* **YOUR GOAL**: Pick out each line in the entries below that contains the string "spire" and copy those lines.

* **RECORDS TO PROCESS**:
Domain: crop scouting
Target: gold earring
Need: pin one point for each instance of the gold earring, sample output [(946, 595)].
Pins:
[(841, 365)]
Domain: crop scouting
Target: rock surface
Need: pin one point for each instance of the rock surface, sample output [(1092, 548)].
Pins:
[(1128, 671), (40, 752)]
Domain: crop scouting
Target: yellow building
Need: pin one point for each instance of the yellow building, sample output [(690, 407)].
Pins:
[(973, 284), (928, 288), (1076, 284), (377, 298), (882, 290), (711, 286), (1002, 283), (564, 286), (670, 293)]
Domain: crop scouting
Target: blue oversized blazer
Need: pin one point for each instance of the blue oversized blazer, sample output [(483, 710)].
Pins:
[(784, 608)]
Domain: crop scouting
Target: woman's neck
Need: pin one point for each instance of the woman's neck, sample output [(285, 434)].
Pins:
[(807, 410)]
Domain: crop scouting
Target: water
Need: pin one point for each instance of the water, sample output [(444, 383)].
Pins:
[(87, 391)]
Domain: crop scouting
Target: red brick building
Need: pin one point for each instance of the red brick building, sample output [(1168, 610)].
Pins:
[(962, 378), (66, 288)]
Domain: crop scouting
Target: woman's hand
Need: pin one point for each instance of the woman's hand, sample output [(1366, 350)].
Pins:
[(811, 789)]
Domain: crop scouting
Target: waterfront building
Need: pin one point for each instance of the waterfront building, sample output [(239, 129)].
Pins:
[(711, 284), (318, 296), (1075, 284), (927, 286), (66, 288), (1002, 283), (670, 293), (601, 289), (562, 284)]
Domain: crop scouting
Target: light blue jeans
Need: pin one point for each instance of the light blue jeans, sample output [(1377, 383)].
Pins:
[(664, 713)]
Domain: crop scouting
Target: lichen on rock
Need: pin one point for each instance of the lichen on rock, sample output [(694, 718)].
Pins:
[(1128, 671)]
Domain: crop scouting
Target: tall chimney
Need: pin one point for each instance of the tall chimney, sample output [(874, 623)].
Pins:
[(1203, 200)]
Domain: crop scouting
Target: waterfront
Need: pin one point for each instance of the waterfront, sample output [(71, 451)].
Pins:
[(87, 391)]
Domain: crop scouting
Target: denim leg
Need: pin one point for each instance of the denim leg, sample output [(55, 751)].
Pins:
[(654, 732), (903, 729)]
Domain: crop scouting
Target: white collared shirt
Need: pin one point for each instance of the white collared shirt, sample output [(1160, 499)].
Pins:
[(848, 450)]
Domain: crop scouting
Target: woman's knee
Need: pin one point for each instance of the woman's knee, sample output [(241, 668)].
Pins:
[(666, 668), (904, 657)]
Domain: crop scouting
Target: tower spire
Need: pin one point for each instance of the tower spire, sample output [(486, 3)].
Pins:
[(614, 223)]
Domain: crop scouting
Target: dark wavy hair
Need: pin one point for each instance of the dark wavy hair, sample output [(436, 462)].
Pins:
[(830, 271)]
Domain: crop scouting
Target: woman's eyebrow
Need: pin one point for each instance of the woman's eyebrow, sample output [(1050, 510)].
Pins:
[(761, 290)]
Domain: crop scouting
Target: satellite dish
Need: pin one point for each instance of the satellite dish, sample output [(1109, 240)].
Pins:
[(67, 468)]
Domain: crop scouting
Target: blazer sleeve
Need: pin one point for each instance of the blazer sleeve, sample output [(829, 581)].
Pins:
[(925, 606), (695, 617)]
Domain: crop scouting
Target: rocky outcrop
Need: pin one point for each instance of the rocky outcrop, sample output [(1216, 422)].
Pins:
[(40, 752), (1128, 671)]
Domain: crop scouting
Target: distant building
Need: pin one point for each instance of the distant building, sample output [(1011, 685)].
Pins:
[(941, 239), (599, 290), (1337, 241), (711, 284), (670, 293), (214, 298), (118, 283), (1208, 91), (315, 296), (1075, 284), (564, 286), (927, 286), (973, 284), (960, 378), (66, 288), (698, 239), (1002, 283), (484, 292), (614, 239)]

* **ANSWER TO THIS TASK**:
Target: tower spire
Need: pin one point for each instance of the tower spire, sample output [(486, 3)].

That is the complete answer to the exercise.